Records of labeled points:
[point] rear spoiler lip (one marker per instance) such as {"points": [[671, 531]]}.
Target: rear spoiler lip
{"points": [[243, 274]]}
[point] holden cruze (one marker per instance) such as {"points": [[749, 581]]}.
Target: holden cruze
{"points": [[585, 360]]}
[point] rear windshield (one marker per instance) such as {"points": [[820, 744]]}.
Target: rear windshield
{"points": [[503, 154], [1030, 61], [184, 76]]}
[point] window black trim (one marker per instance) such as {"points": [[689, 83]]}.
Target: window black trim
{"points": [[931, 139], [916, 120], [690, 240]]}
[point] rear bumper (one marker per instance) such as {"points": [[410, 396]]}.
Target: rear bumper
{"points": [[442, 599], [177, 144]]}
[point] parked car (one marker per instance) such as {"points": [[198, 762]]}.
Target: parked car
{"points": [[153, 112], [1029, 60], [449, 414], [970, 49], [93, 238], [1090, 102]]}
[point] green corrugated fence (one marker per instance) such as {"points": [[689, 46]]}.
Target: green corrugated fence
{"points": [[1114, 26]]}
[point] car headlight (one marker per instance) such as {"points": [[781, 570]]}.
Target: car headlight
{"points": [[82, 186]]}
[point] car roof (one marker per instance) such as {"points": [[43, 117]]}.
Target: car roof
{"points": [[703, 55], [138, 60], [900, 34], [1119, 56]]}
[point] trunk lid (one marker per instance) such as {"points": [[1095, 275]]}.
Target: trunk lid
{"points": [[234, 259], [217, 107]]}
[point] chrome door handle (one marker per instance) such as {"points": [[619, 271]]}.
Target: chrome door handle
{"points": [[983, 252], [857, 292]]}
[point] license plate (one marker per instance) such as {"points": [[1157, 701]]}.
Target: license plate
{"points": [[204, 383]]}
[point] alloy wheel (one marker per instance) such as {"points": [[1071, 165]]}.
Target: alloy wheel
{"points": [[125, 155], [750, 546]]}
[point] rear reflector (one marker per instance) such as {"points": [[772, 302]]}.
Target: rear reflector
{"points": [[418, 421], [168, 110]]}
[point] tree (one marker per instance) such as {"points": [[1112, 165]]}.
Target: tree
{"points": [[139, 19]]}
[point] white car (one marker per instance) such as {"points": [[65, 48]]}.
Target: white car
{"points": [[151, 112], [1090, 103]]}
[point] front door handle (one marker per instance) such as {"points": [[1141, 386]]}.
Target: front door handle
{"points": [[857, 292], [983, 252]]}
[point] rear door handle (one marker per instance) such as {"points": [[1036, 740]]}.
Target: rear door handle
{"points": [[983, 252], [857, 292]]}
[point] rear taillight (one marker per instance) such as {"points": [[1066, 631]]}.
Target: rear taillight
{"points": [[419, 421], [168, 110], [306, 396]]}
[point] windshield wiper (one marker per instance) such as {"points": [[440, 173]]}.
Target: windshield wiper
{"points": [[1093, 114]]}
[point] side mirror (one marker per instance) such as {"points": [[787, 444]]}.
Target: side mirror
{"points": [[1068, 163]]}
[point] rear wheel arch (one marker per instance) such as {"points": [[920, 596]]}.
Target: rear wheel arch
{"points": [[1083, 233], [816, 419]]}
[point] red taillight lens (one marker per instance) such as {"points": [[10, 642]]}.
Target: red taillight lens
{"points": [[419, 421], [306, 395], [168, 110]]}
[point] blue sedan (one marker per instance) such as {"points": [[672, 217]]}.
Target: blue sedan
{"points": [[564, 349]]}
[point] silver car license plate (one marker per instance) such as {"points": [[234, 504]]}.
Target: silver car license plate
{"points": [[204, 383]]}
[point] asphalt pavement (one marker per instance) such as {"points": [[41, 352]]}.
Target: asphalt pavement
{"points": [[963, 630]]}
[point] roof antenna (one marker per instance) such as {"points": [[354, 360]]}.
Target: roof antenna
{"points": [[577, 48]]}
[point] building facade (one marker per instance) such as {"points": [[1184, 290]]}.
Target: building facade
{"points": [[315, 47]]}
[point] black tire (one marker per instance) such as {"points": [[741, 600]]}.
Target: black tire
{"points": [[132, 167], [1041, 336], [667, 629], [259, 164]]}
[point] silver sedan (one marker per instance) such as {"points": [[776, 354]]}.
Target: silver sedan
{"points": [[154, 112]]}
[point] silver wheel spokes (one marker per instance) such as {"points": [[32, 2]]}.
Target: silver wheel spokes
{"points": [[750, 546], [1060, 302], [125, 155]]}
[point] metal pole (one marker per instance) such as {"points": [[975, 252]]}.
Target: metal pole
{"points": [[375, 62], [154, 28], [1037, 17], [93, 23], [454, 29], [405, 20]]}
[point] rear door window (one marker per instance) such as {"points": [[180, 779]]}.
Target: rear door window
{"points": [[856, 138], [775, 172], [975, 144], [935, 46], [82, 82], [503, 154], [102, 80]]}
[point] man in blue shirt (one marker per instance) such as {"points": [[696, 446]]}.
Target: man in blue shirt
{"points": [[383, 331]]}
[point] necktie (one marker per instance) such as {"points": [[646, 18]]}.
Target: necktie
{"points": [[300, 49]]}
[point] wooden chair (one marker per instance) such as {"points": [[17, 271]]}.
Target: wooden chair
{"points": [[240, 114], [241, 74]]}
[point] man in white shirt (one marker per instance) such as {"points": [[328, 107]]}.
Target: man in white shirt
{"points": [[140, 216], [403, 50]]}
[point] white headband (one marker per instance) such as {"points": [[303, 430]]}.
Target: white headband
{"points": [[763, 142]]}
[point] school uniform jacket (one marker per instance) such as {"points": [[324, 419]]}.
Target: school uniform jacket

### Written instruction
Return all of the entries above, reproducing each line character for character with no changes.

### Task result
[point] rear spoiler lip (one marker per instance) such as {"points": [[671, 531]]}.
Target: rear spoiler lip
{"points": [[243, 274]]}
[point] holden cruze (one marker per instance) such as {"points": [[749, 581]]}.
Target: holden cruze
{"points": [[585, 360]]}
[point] rear windshield (one marker per instance) such as {"points": [[820, 744]]}.
Target: rear windshield
{"points": [[503, 154], [1030, 61], [184, 76]]}
[point] window black trim (one marker per instance) such as {"points": [[689, 83]]}.
Target: window black trim
{"points": [[931, 139], [916, 120], [690, 240]]}
[point] rear bumper (one marker per instance) such as {"points": [[410, 396]]}.
Target: rear bumper
{"points": [[442, 599], [177, 144]]}
[point] parked car (one marker per instance) such as {"points": [[198, 762]]}.
Target: parked car
{"points": [[153, 112], [1029, 60], [449, 414], [970, 49], [93, 238], [1090, 102]]}
[point] green corrugated fence (one marker per instance) such as {"points": [[689, 46]]}.
Target: green corrugated fence
{"points": [[1114, 26]]}
[point] car headlight (one marker per instance) such as {"points": [[781, 570]]}.
Target: car headlight
{"points": [[82, 186]]}
[point] car roof (one marker per instance) such as {"points": [[43, 117]]}.
Target: car roof
{"points": [[703, 55], [138, 60], [900, 34], [1119, 56]]}
[point] trunk lid (one marker per instance) such as {"points": [[1095, 275]]}.
Target: trunk lid
{"points": [[234, 259], [217, 107]]}
[point] chrome door handle (one marker per instance) such as {"points": [[619, 271]]}.
Target: chrome door handle
{"points": [[983, 252], [857, 292]]}
[point] license plate (one marker per instance) such as {"points": [[1157, 701]]}.
Target: license plate
{"points": [[204, 383]]}
[point] alloy wheel (one marker per instance) such as {"points": [[1071, 165]]}.
Target: alloy wheel
{"points": [[125, 155], [750, 546]]}
[point] rear reflector (one marker per instance) such as {"points": [[772, 302]]}.
Target: rear reflector
{"points": [[418, 421], [168, 110]]}
[point] tree (one marker per instance) such as {"points": [[1112, 165]]}.
Target: tree
{"points": [[139, 19]]}
[point] white car (one marker per instance) such as {"points": [[65, 48]]}.
Target: white car
{"points": [[151, 112], [1090, 103]]}
[point] front door handle (one marker per instance) such as {"points": [[1141, 386]]}.
Target: front door handle
{"points": [[857, 292], [983, 252]]}
[point] rear door handle (one marker per instance) such as {"points": [[1036, 740]]}.
Target: rear door handle
{"points": [[983, 252], [857, 292]]}
[point] rear taillight (one marker per instance) such as {"points": [[1066, 631]]}.
Target: rear taillight
{"points": [[419, 421], [168, 110], [306, 396]]}
[point] windshield wiper (one marker per instance) such as {"points": [[440, 173]]}.
Target: windshield wiper
{"points": [[1093, 114]]}
[point] side mirror (one marker per instance) such as {"points": [[787, 444]]}.
Target: side mirror
{"points": [[1068, 163]]}
[point] rear wheel arch (one marker per instance) such as {"points": [[920, 596]]}.
Target: rear wheel arch
{"points": [[1083, 233], [816, 419]]}
[point] red taillight lens (one marker per instance) such as {"points": [[10, 642]]}.
Target: red taillight lens
{"points": [[419, 421], [306, 395], [168, 110]]}
[point] blue sedan (one marker per instance) such as {"points": [[672, 217]]}.
Target: blue sedan
{"points": [[564, 349]]}
[point] silver car license plate (one marker per instance) such as {"points": [[234, 504]]}.
Target: silver car license plate
{"points": [[204, 383]]}
[point] asphalt pavement (one marker per instance) such as {"points": [[41, 352]]}.
Target: asphalt pavement
{"points": [[963, 630]]}
[point] roof antenna (one marker per instance) such as {"points": [[354, 360]]}.
Target: roof antenna
{"points": [[577, 48]]}
[point] building facade (one marker per instance) such as {"points": [[1184, 290]]}.
Target: building facade
{"points": [[315, 47]]}
[point] black tire (one marker per instance) such as {"points": [[741, 600]]}.
Target: black tire
{"points": [[132, 167], [1041, 336], [667, 629], [259, 164]]}
[point] silver sedan (one marker per instance) such as {"points": [[776, 354]]}.
Target: silver sedan
{"points": [[154, 112]]}
[point] silver wheel spokes (one marker per instance) such as {"points": [[32, 2]]}.
Target: silver wheel spokes
{"points": [[750, 546], [1060, 302], [125, 155]]}
[point] metal pole (one marker per instance) such as {"points": [[975, 252]]}.
Target: metal pole
{"points": [[375, 62], [154, 28], [1037, 17], [93, 23], [454, 29], [405, 20]]}
[point] rear door window (one marker per instance) such as {"points": [[180, 779]]}.
Target: rear door window
{"points": [[856, 138], [775, 172], [975, 144], [935, 46], [82, 82], [503, 154], [102, 80]]}
[point] man in blue shirt (one marker per instance) such as {"points": [[696, 446]]}.
Target: man in blue shirt
{"points": [[383, 331]]}
[point] necktie (one marker per instance) such as {"points": [[646, 18]]}.
Target: necktie
{"points": [[300, 49]]}
[point] wooden chair (one marker per instance) such as {"points": [[17, 271]]}.
Target: wooden chair
{"points": [[240, 114], [241, 74]]}
[point] man in white shirt (one marker per instance) such as {"points": [[328, 107]]}.
Target: man in white shirt
{"points": [[140, 216], [403, 50]]}
[point] white headband (one marker per instance) such as {"points": [[303, 430]]}.
Target: white headband
{"points": [[763, 142]]}
[point] school uniform jacket (one marker per instance) such as {"points": [[324, 419]]}.
Target: school uniform jacket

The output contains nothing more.